• TEXT
━━━━━━━━━━━━━━━━

After graduating in law in Syria, then in literature and political science in Paris, I used to return regularly to Damascus and Beirut. From 1976 onwards, I could no longer return because I was frowned upon by the Syrian regime due to my disagreement with the Syrian intervention in Lebanon. I then lived for a few years as a foreigner with a residence permit, then I became a French citizen in 1982. I lived for a long time on the border between the Arab world and France. I felt I belonged to both worlds at the same time through my work, my feelings and my desires. I have spanned this border in both directions, continuously moving back and forth.

So you are experiencing life far from Syria as someone in exile?

I am and feel fully Syrian and French. It is not an exile as time goes by, but a very strong attachment that I felt for Syria and which was revived by the Syrian uprising in 2011, as it was for many people.

What are your links with poetry?

As a young man, I wrote poetry and before coming to France, in 1964, I published a booklet of poetry — of which I am rather ashamed today — A Piece of Sun (Kitʻat shams). However, my taste for classical poetry remained intact. I have always been keen to publish classical poetry, not just contemporary. In the early 1960s, while still a high school student, I followed closely the Arab poetry revolution that was underway and had built up a rather impressive Arabic bookcase of those early years of the poetry revolution.

━━━━━━━━━━━━━━━━

• INFORMATION SUPPLIED
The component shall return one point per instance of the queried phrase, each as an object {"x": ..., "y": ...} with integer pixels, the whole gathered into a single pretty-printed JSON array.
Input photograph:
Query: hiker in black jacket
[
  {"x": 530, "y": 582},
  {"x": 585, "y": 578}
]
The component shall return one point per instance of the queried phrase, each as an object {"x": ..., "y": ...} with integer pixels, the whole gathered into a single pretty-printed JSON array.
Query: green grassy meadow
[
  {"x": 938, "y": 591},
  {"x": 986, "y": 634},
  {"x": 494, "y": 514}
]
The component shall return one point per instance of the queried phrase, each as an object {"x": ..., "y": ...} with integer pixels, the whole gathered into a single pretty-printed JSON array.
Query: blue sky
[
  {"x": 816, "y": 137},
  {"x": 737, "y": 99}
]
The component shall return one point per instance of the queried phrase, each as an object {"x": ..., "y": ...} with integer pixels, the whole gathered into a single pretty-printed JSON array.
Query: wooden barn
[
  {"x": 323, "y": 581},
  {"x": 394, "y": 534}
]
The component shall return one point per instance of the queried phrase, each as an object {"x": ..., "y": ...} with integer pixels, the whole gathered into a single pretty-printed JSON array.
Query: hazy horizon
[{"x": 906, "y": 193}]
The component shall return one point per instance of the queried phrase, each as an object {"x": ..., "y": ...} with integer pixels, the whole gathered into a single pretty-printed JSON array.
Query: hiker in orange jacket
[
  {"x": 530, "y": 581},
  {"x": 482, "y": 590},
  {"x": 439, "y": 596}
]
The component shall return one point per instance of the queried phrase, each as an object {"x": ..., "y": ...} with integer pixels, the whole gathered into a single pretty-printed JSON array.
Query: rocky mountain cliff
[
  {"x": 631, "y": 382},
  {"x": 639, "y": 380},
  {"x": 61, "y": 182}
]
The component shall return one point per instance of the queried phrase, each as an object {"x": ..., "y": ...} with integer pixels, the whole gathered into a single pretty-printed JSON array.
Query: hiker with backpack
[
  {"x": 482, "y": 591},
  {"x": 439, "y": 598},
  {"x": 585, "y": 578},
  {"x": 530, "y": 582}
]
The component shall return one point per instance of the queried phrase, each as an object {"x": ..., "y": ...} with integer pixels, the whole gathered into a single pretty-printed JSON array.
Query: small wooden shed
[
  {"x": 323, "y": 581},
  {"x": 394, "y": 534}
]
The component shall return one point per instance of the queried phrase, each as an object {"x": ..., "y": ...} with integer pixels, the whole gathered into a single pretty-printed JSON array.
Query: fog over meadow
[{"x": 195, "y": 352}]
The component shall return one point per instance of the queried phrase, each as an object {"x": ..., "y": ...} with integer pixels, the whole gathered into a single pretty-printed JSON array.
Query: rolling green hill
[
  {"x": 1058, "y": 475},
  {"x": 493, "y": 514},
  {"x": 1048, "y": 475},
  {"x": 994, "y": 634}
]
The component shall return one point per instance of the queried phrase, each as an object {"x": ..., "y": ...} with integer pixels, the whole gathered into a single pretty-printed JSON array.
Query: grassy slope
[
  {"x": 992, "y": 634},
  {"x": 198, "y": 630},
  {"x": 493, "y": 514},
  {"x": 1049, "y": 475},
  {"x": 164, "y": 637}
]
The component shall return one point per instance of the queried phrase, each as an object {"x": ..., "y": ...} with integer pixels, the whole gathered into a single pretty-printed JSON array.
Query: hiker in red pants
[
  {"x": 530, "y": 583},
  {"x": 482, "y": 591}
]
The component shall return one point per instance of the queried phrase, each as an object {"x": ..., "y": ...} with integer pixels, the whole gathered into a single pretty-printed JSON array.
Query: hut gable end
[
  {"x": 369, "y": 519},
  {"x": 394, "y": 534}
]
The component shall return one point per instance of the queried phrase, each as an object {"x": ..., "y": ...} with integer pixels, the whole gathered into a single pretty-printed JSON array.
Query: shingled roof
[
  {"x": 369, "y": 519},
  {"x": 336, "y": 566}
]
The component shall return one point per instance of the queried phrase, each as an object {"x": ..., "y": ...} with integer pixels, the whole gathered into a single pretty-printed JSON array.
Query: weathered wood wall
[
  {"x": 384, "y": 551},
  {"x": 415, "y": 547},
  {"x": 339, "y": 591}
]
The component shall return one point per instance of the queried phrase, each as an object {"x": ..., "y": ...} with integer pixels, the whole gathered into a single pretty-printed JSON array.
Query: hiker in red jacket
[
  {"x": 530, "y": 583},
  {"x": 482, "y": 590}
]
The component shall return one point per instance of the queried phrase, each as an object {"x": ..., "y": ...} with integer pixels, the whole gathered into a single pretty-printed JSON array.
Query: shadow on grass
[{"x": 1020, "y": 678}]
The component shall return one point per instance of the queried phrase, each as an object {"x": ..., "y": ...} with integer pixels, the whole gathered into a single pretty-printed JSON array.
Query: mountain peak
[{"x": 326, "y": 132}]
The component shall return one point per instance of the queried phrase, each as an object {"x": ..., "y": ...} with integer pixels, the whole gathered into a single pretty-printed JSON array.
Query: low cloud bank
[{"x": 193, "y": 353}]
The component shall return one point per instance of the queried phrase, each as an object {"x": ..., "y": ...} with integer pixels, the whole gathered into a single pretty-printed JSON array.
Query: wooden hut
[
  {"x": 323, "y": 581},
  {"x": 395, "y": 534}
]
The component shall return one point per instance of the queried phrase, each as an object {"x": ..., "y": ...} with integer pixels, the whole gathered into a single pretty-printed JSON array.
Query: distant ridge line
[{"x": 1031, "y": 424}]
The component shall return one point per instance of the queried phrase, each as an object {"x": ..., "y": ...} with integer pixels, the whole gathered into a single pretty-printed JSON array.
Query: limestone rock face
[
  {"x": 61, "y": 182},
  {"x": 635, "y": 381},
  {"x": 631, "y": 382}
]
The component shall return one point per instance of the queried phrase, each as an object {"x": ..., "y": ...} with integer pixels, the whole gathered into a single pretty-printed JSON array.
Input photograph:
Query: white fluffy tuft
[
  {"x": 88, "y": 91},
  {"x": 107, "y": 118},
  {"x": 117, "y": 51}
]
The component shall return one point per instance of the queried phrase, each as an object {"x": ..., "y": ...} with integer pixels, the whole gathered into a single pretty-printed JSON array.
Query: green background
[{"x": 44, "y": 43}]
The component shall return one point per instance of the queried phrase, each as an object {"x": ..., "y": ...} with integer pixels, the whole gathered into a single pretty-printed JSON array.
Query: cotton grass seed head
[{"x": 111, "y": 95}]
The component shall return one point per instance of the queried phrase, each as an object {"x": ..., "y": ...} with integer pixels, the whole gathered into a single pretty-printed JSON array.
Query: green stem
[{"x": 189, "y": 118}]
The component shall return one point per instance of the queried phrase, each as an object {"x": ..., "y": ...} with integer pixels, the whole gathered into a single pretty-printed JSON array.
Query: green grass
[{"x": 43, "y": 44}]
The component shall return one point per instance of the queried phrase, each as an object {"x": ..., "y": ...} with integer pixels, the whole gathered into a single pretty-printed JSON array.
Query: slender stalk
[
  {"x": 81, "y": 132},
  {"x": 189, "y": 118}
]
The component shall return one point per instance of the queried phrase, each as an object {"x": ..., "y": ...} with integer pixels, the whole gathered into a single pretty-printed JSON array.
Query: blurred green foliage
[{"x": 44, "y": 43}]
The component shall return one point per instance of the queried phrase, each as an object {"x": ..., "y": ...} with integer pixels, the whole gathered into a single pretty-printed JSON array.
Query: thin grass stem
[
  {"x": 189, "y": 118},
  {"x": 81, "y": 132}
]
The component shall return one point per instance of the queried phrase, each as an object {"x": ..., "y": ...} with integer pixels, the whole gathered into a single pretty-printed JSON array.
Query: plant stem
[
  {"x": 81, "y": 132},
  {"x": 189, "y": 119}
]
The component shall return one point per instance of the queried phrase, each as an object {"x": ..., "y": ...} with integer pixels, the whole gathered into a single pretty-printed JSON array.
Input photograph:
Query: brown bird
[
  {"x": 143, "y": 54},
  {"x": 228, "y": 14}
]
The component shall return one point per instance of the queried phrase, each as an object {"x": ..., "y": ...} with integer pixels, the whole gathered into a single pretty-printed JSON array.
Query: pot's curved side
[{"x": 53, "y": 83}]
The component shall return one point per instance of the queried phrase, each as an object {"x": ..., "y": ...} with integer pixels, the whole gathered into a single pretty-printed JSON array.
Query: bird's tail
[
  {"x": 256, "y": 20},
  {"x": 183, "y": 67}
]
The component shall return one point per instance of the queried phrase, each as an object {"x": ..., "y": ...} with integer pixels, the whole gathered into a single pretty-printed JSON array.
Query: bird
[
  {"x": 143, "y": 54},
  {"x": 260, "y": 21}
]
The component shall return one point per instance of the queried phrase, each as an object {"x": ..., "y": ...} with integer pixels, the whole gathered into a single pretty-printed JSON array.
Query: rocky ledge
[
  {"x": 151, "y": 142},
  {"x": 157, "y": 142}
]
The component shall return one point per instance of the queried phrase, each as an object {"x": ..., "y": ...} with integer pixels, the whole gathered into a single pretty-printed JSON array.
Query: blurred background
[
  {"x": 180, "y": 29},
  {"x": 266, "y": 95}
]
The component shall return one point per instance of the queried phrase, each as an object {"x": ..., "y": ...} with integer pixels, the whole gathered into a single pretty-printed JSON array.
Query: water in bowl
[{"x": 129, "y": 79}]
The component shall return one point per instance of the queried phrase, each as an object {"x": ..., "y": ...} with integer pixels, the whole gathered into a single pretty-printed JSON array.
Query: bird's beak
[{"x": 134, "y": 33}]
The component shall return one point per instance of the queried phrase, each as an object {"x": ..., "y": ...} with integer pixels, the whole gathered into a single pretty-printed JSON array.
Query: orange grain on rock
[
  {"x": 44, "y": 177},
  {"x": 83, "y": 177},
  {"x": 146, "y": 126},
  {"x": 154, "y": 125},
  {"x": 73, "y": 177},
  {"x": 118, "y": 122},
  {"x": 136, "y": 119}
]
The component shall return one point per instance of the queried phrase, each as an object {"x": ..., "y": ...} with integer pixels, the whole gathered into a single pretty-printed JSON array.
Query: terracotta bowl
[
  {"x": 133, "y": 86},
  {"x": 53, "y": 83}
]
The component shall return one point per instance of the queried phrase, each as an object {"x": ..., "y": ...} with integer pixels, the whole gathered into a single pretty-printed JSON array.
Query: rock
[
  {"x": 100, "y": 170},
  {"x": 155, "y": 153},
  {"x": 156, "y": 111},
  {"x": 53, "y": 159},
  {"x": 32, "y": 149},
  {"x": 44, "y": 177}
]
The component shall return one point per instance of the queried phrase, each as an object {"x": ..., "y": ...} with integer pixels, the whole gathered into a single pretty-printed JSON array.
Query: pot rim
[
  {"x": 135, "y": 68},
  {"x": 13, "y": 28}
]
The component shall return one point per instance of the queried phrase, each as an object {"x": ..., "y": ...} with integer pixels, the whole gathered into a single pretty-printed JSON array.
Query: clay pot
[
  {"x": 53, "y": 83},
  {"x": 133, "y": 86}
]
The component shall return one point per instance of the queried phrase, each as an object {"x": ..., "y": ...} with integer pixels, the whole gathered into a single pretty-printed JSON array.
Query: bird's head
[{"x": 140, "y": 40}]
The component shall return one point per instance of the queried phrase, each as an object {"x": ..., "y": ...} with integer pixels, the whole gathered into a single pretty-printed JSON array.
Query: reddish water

━━━━━━━━━━━━━━━━

• WORK TO DO
Pull the whole interview about Syria, France and poetry from the page, word for word.

• EXERCISE ANSWER
After graduating in law in Syria, then in literature and political science in Paris, I used to return regularly to Damascus and Beirut. From 1976 onwards, I could no longer return because I was frowned upon by the Syrian regime due to my disagreement with the Syrian intervention in Lebanon. I then lived for a few years as a foreigner with a residence permit, then I became a French citizen in 1982. I lived for a long time on the border between the Arab world and France. I felt I belonged to both worlds at the same time through my work, my feelings and my desires. I have spanned this border in both directions, continuously moving back and forth.

So you are experiencing life far from Syria as someone in exile?

I am and feel fully Syrian and French. It is not an exile as time goes by, but a very strong attachment that I felt for Syria and which was revived by the Syrian uprising in 2011, as it was for many people.

What are your links with poetry?

As a young man, I wrote poetry and before coming to France, in 1964, I published a booklet of poetry — of which I am rather ashamed today — A Piece of Sun (Kitʻat shams). However, my taste for classical poetry remained intact. I have always been keen to publish classical poetry, not just contemporary. In the early 1960s, while still a high school student, I followed closely the Arab poetry revolution that was underway and had built up a rather impressive Arabic bookcase of those early years of the poetry revolution.